(Excerpts from a location annotation dataset)
* BEGIN *

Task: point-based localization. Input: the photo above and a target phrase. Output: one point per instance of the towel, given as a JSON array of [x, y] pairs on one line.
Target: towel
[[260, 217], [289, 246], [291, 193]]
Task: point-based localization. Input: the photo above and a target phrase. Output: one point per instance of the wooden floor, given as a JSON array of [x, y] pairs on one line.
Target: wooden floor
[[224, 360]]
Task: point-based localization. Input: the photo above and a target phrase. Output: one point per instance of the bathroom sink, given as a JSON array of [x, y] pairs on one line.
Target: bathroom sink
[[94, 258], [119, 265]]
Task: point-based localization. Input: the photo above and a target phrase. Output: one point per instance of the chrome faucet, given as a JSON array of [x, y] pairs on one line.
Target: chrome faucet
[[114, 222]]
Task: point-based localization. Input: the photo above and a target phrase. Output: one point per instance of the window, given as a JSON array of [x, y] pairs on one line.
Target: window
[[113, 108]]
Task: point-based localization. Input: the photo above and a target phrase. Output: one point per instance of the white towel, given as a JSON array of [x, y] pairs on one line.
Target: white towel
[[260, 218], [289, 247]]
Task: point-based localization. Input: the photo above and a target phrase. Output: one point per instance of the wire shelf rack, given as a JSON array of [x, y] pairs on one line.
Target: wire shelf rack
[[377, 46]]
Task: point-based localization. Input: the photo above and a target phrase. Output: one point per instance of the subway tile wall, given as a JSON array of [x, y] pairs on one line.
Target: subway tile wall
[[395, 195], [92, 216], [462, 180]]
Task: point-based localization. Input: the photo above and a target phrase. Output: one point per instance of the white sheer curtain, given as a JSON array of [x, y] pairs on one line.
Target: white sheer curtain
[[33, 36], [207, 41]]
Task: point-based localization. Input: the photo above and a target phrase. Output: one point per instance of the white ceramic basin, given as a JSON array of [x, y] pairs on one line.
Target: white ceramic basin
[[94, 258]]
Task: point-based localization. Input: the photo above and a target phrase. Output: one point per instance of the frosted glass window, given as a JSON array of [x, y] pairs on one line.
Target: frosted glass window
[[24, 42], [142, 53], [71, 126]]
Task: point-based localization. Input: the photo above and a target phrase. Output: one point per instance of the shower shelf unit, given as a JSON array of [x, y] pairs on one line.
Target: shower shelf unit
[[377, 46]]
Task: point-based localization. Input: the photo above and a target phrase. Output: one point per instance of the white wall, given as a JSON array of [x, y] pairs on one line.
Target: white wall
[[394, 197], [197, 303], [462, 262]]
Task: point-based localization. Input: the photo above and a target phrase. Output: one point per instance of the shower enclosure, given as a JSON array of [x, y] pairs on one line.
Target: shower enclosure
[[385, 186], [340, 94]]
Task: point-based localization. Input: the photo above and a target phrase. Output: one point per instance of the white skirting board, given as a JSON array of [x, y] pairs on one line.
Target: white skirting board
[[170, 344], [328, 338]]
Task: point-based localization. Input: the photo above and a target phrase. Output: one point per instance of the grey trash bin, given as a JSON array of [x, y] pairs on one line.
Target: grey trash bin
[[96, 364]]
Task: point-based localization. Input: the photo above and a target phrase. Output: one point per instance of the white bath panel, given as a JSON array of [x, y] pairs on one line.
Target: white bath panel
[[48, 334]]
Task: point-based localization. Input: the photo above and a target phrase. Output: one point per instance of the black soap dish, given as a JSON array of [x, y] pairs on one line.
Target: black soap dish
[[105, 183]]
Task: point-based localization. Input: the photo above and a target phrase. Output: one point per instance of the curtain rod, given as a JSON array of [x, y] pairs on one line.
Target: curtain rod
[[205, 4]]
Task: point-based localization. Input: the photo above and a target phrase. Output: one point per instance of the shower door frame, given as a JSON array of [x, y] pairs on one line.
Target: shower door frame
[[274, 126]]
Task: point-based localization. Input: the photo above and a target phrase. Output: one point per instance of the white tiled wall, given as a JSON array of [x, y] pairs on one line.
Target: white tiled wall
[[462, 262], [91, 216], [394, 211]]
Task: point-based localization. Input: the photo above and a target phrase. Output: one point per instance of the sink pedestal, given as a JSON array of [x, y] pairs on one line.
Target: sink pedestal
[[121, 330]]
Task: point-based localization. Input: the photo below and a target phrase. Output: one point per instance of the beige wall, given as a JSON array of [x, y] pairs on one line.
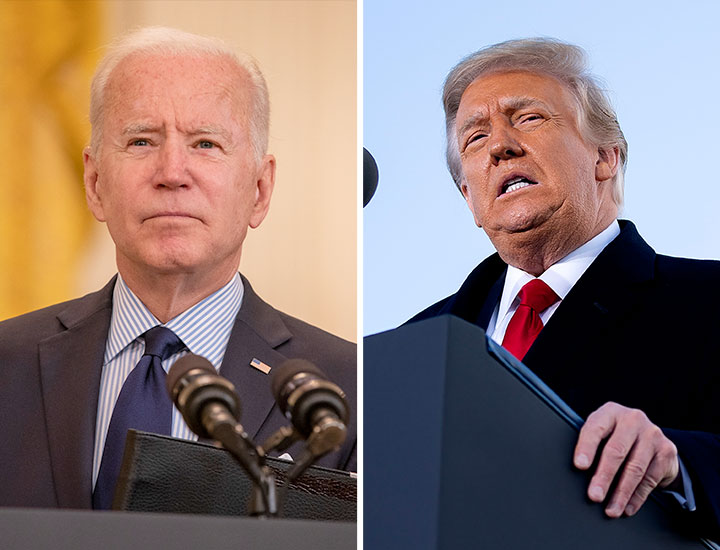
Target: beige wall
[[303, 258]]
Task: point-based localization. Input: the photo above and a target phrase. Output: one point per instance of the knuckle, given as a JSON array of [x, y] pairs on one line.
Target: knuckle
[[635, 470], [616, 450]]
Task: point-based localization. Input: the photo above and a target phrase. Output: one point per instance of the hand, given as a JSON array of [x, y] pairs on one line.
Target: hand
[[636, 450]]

* END *
* BEGIN *

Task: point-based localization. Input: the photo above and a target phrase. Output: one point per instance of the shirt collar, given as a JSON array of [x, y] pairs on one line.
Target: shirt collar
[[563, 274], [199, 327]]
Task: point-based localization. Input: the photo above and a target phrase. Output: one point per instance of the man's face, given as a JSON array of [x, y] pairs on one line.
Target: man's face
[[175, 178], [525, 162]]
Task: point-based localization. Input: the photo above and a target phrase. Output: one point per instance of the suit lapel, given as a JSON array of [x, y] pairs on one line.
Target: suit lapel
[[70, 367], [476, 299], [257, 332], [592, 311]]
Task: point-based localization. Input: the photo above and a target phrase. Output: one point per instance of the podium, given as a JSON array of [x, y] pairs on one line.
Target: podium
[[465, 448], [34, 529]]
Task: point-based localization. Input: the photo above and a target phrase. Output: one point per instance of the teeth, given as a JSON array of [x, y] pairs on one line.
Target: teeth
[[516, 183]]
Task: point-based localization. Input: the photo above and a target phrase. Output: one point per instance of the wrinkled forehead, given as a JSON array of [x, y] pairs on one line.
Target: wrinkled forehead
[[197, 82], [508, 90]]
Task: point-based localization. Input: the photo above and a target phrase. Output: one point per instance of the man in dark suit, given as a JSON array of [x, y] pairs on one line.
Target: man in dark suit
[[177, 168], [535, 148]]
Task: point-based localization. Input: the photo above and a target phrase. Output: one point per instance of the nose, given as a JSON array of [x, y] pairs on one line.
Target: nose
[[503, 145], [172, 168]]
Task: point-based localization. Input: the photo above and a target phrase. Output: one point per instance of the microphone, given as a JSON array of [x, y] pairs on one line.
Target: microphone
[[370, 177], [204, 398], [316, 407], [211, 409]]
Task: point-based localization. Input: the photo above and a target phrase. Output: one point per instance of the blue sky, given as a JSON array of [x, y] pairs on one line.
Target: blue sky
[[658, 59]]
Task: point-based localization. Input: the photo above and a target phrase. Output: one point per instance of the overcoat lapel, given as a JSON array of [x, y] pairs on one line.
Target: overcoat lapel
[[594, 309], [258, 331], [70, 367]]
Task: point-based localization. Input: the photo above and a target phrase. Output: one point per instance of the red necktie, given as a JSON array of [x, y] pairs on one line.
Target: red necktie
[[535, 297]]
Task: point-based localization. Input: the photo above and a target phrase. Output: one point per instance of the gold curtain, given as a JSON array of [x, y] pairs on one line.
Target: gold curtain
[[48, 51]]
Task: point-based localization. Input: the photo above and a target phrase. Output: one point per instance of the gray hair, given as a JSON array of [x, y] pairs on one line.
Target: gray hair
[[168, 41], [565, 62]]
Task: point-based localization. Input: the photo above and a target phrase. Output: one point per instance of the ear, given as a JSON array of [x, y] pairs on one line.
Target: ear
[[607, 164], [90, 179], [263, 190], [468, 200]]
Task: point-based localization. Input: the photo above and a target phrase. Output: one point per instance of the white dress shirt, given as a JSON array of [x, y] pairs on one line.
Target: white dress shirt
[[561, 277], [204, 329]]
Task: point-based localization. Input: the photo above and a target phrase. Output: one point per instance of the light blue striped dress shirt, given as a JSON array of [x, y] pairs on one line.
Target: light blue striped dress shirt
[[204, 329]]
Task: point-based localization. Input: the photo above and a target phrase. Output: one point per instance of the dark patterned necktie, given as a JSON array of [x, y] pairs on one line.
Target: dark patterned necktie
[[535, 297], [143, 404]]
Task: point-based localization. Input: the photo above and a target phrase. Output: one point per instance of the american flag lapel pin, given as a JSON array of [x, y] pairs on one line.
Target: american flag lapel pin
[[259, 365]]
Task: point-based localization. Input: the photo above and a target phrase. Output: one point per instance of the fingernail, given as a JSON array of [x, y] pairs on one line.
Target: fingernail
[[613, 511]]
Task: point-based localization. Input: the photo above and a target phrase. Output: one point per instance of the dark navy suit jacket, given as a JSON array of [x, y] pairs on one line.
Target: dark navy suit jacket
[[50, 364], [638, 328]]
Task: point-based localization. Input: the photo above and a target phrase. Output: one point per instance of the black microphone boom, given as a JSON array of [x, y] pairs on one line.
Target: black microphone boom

* END *

# AIM:
Extract from the records the lines starting with the one that contains "of the man's" and running through the one that contains "[[175, 178], [525, 162]]", both included, and copy them out unchanged.

# TASK RESPONSE:
Task: point-based localization. Input: the photo above and a target phrase. Output: one point per instance of the man's face, given as a JSON array of [x, y] pairs on one line.
Target: man's face
[[175, 178], [525, 162]]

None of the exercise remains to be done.